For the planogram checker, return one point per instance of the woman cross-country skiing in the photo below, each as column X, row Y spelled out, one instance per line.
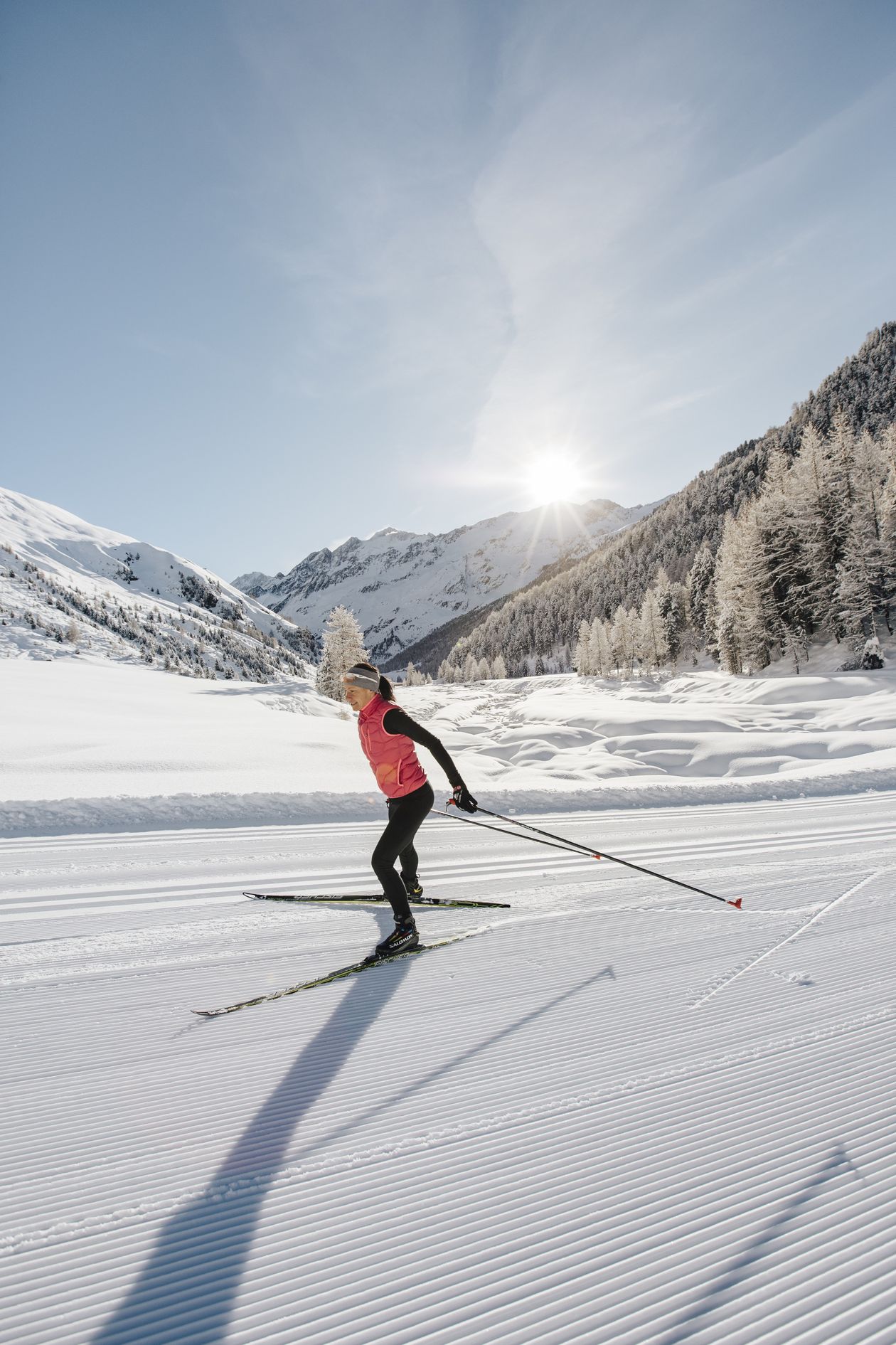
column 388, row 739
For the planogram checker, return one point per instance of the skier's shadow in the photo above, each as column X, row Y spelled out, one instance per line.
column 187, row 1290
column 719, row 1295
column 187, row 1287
-- -- --
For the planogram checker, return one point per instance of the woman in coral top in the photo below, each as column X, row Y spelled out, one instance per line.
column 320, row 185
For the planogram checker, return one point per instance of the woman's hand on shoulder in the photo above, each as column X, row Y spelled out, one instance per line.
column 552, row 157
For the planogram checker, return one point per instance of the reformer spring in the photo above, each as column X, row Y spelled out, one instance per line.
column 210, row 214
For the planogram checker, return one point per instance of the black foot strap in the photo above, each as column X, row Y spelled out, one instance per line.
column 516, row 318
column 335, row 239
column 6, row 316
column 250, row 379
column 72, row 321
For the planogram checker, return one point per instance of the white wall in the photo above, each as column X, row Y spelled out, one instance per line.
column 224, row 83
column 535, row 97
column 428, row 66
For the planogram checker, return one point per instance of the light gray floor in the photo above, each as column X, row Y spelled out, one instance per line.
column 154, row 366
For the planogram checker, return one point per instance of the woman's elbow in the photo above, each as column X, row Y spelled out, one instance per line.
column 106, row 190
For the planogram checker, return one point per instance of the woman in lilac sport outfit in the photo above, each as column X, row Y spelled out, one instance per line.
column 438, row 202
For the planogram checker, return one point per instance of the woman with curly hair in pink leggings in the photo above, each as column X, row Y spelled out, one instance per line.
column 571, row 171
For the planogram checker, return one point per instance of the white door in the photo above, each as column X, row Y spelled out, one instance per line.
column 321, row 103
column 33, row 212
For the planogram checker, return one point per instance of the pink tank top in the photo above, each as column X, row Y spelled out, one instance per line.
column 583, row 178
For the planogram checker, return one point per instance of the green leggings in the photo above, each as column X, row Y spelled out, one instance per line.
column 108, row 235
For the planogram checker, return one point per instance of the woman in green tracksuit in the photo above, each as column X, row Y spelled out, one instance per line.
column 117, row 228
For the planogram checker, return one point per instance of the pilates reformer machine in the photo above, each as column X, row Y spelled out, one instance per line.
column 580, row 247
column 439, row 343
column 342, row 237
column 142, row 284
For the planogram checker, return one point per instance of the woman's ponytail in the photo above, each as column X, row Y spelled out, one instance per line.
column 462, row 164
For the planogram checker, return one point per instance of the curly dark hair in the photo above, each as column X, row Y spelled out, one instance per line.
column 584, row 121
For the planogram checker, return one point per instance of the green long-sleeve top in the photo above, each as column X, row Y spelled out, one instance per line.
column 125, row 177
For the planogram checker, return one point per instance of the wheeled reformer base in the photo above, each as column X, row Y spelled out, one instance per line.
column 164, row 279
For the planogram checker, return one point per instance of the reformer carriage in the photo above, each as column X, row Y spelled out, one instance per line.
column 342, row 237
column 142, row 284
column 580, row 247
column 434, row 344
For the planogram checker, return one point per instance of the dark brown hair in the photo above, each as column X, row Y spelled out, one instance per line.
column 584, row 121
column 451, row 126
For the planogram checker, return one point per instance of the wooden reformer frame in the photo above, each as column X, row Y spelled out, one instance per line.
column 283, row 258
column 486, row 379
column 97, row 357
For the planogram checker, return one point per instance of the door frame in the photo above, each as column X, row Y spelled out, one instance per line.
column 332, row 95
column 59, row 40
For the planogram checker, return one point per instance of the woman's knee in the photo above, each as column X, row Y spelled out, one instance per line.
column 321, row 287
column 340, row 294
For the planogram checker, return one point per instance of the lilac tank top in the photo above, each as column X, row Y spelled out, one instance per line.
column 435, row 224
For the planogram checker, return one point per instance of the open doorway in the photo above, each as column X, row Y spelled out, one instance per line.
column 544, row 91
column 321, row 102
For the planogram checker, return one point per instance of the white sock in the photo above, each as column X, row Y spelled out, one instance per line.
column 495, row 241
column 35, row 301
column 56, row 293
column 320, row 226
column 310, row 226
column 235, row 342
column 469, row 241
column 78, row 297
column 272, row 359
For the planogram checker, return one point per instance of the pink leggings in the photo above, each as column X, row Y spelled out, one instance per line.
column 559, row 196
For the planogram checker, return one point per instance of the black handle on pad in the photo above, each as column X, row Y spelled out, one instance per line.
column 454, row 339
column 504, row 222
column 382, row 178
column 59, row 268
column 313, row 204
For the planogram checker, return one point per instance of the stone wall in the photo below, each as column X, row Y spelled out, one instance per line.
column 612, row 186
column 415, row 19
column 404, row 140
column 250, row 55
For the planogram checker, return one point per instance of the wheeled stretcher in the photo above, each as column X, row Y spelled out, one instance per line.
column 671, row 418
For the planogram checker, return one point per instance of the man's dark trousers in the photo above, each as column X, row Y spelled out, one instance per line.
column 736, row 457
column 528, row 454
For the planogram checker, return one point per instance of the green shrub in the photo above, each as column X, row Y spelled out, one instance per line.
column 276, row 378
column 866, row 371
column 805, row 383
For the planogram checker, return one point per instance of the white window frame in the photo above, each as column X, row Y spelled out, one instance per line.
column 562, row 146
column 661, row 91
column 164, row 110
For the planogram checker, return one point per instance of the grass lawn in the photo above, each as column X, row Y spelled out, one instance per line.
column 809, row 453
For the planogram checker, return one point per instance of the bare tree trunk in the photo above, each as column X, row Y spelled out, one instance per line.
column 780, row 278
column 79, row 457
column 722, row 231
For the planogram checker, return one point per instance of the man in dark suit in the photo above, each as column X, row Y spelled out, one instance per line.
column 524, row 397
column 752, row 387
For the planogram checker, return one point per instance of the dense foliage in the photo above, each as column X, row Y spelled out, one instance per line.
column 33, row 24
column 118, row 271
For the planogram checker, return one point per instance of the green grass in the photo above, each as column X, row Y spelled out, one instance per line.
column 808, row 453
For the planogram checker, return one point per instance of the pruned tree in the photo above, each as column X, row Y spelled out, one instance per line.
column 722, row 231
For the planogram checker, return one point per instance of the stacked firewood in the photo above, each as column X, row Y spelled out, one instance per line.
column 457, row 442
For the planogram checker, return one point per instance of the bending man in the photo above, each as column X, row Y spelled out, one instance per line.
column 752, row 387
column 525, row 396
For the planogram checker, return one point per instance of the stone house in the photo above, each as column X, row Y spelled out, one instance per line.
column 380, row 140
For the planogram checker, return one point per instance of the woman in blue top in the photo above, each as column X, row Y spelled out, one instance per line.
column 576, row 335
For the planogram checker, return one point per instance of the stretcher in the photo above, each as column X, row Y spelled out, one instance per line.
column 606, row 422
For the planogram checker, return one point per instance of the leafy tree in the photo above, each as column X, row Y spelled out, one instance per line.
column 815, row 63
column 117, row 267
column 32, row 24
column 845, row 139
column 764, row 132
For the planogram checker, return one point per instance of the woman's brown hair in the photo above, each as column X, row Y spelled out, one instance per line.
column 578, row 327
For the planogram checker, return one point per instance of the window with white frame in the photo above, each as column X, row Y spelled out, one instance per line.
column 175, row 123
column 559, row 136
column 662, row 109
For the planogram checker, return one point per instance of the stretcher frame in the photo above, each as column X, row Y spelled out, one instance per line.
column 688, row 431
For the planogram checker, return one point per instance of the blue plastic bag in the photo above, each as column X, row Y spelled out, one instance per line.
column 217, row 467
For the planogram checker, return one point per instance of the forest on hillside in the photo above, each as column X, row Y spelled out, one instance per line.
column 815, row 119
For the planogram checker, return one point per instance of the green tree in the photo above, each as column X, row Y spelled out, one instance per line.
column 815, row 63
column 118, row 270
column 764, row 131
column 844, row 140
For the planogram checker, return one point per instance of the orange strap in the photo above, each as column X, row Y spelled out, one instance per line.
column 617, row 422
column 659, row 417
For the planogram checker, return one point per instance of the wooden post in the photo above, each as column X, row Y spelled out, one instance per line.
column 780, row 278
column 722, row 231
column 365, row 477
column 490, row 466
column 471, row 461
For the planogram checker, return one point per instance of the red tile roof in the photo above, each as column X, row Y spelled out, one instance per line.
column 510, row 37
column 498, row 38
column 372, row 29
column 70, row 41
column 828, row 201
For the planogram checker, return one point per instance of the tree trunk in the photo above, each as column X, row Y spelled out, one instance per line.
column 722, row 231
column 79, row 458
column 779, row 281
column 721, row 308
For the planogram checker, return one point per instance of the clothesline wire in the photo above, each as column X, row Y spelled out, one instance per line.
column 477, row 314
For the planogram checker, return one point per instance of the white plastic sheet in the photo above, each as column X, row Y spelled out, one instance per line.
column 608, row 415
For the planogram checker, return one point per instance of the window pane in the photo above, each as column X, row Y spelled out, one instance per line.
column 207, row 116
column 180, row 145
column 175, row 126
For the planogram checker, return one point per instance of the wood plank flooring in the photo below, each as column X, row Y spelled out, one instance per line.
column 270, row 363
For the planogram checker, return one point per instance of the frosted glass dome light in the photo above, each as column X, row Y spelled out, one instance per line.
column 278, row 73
-- -- --
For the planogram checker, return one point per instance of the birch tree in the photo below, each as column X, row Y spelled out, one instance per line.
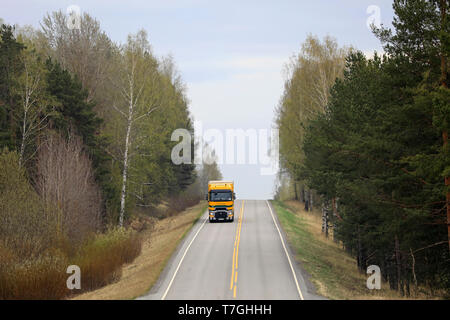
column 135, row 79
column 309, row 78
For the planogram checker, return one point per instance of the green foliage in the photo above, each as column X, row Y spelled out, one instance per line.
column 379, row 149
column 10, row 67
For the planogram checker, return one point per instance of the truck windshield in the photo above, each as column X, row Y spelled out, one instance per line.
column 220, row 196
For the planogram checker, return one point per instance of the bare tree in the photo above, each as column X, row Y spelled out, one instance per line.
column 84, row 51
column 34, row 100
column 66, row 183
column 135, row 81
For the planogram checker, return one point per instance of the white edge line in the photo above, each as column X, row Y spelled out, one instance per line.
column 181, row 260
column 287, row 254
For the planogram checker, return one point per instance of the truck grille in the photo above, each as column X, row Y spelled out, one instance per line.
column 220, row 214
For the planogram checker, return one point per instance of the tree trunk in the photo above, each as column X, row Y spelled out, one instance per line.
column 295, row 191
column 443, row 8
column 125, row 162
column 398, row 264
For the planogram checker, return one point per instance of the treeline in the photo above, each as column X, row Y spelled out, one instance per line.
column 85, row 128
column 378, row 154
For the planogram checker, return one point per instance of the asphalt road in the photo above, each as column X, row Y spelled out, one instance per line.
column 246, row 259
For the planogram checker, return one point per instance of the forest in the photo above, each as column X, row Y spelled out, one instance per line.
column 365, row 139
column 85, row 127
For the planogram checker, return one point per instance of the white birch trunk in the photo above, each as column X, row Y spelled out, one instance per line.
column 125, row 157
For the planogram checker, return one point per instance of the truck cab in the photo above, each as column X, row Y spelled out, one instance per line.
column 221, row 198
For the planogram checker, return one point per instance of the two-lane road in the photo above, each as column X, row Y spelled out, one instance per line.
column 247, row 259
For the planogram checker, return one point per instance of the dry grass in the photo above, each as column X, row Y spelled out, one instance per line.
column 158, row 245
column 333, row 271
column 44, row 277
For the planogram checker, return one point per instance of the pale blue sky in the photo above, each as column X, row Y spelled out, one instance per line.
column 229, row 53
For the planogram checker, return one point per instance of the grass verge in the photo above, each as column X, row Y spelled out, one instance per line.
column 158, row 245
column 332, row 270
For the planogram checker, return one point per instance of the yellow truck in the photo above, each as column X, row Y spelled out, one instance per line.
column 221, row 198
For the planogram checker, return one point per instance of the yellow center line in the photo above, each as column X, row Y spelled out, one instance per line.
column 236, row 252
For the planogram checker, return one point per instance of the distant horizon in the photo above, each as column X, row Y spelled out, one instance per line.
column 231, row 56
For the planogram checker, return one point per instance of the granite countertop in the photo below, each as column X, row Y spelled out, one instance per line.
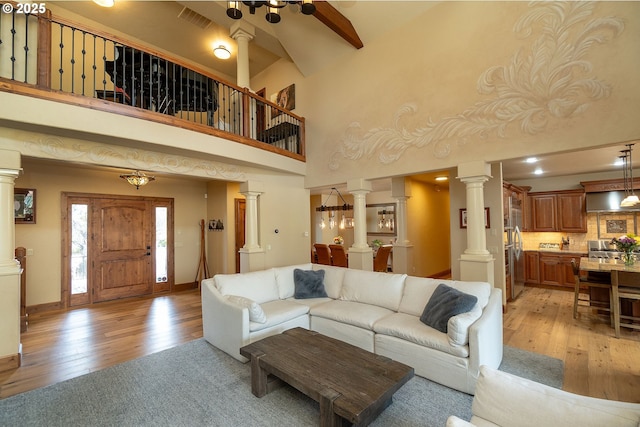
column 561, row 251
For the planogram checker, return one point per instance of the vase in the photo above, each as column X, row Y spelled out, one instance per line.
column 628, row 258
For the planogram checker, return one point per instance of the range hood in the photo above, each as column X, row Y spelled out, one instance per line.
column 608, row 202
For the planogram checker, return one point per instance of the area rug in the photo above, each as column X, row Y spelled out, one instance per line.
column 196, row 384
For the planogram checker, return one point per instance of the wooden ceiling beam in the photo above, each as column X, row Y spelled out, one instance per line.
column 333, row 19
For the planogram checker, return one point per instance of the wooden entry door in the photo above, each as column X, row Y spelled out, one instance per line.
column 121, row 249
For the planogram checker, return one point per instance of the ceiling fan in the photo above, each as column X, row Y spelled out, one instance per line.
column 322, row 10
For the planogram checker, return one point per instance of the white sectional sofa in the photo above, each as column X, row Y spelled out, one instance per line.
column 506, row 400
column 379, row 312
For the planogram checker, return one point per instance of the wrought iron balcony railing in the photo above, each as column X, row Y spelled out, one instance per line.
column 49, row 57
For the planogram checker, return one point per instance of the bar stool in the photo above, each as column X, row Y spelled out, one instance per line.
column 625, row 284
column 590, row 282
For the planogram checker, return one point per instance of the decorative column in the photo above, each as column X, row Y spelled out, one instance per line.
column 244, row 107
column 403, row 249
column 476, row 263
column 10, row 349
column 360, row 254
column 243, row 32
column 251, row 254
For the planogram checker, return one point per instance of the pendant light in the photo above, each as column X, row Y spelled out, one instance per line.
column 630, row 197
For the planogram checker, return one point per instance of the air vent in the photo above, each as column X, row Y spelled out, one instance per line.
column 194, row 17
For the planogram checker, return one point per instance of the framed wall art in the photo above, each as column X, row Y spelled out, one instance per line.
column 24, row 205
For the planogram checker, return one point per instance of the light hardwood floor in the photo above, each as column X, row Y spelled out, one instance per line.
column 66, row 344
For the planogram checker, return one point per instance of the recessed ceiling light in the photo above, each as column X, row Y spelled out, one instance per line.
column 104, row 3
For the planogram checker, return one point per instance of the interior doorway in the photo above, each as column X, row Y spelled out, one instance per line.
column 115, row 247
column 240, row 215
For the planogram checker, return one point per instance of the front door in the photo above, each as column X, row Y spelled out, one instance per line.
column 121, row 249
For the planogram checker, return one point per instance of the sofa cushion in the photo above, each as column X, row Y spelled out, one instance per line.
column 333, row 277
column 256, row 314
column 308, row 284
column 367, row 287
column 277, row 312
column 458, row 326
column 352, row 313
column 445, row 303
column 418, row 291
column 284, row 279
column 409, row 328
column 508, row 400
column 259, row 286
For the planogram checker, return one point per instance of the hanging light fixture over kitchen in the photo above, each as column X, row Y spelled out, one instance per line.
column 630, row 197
-- -- --
## [Exercise description]
Please render the items from the line with "the woman cross-country" through the line with "column 187, row 1287" as a two-column CSV with columns item and answer: one row per item, holding its text and its answer, each in a quoted field with line breaks turned into spaces. Leave the pictures out.

## [Solution]
item,answer
"For the planogram checker, return one point per instance of the woman cross-country skiing in the photo below, each as column X, row Y spelled out, one instance per line.","column 388, row 739"
"For the planogram checker, return one point per instance of the skier's shadow in the photo above, each as column X, row Y spelled out, one instance per line.","column 187, row 1290 column 719, row 1295 column 187, row 1287"